# Your objective
Write out word for word the entries below, from the line containing "One point per instance, each like (527, 336)." up to and including the line containing "Target: gravel path", and nothing more.
begin Supplied material
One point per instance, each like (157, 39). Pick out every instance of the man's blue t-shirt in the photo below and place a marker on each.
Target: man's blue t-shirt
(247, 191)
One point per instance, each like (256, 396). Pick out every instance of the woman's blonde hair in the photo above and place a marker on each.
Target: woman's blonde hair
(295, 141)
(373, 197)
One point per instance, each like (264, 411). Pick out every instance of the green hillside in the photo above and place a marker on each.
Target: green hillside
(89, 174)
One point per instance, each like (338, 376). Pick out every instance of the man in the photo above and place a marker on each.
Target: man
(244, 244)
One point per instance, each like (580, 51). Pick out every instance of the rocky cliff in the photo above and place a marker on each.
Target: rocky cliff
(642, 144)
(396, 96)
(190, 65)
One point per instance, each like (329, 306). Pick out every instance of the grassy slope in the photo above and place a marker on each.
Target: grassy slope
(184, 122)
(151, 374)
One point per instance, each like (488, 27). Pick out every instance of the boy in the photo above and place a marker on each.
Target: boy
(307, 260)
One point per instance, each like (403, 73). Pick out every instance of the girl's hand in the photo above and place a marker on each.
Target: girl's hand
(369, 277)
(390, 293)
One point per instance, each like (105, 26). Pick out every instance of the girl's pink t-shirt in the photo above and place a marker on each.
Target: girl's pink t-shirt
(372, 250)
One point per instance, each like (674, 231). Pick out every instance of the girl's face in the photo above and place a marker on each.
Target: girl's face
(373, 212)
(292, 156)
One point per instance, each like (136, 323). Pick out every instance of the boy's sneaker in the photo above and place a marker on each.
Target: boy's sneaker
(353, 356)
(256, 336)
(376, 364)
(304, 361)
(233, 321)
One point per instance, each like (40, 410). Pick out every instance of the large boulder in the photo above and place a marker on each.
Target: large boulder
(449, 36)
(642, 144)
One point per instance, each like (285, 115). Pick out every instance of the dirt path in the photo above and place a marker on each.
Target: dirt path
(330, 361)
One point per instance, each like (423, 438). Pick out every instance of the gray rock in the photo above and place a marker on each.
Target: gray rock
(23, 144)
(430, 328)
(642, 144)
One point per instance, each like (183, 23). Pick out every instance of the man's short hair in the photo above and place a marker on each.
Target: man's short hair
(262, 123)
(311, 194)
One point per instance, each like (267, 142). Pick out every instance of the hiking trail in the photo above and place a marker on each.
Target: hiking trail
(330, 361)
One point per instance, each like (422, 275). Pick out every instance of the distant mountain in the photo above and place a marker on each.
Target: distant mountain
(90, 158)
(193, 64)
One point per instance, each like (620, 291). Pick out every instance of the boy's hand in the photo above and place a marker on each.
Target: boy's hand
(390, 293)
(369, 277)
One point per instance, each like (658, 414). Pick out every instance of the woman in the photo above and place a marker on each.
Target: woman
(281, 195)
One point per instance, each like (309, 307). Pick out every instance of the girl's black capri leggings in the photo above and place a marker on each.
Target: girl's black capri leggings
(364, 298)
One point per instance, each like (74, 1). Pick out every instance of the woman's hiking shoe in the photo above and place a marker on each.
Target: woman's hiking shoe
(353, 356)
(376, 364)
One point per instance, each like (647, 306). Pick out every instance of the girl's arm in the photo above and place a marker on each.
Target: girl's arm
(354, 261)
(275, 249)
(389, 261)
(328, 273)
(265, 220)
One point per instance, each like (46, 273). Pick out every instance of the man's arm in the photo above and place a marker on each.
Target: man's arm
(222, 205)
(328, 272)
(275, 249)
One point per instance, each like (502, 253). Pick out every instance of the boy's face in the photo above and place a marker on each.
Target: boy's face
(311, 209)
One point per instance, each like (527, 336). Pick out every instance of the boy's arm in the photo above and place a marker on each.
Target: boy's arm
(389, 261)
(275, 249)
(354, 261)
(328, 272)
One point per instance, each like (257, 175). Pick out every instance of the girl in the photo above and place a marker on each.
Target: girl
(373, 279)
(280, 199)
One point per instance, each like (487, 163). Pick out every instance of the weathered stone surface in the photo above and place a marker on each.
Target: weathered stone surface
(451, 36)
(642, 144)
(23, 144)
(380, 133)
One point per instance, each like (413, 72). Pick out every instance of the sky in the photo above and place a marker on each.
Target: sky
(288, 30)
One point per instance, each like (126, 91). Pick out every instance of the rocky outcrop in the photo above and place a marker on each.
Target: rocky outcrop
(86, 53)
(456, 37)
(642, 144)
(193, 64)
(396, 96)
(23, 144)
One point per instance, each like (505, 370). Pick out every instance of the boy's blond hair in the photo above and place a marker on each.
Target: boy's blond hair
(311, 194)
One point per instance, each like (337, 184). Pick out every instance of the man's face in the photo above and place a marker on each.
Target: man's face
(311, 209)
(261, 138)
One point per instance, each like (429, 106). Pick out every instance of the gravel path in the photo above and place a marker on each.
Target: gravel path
end Supplied material
begin Supplied material
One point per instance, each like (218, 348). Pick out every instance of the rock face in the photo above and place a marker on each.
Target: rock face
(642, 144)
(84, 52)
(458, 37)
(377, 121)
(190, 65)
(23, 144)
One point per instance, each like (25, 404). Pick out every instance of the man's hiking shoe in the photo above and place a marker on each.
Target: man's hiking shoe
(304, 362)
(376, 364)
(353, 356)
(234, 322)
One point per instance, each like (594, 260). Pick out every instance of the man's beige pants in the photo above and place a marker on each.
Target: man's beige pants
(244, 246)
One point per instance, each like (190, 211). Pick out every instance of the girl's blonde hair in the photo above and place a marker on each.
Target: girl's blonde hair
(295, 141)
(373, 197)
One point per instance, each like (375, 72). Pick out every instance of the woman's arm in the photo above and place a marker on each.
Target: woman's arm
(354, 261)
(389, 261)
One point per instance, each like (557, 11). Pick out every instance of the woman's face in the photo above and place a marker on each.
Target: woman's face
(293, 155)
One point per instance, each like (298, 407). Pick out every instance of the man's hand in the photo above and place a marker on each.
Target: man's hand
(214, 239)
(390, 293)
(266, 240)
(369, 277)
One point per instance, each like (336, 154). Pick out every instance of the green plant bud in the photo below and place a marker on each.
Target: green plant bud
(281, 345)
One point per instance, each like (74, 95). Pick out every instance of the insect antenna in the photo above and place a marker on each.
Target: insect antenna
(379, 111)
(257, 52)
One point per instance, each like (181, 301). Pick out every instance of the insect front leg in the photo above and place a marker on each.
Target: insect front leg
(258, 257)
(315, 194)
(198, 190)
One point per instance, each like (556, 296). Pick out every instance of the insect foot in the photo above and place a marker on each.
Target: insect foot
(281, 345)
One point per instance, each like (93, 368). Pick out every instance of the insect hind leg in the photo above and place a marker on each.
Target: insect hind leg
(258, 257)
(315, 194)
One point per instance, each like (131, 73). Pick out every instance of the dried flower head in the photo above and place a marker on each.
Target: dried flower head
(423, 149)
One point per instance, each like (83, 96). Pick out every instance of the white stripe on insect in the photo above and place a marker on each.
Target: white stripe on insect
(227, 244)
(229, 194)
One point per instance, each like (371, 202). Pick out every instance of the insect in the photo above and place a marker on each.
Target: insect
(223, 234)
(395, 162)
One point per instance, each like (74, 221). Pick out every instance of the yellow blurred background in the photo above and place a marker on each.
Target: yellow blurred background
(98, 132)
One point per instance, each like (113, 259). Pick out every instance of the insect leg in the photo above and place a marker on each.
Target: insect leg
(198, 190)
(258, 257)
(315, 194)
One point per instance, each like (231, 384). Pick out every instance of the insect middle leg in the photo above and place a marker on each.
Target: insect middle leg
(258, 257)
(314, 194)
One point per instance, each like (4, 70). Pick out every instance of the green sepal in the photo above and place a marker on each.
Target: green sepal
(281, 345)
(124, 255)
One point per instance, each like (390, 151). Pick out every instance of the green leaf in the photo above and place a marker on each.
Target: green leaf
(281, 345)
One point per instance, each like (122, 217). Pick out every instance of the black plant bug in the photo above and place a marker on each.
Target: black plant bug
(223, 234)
end Supplied material
# Exercise solution
One point per instance, each like (527, 336). Pick out every instance of the boy's arm in the photo above and place a marker on each.
Target: boy's arm
(389, 261)
(275, 249)
(354, 261)
(328, 272)
One point per instance, each like (257, 175). Pick out every instance of the girl in the photo above and place a marker on each.
Target: girl
(373, 279)
(280, 199)
One point per instance, each like (487, 163). Pick out every instance of the weathered stone surface in the photo above and place a marker on each.
Target: weathered stone surface
(451, 36)
(642, 144)
(23, 144)
(380, 133)
One point per instance, each like (413, 72). Pick out every instance of the sky in the photo above and place a marker on each.
Target: sky
(288, 30)
One point per instance, each like (126, 91). Pick out every instance of the rocky outcrop in the photo above and place a marker on each.
Target: rocky outcrop
(86, 53)
(456, 37)
(642, 144)
(193, 64)
(396, 96)
(23, 144)
One point per instance, each like (505, 370). Pick out every instance of the boy's blond hair in the photo above and place a marker on each.
Target: boy's blond hair
(311, 194)
One point per instance, each like (337, 184). Pick out every instance of the man's face in the photo above and place a marker on each.
Target: man's face
(311, 209)
(261, 138)
One point per instance, each like (429, 106). Pick out every instance of the gravel path in the photo above and place a marker on each.
Target: gravel path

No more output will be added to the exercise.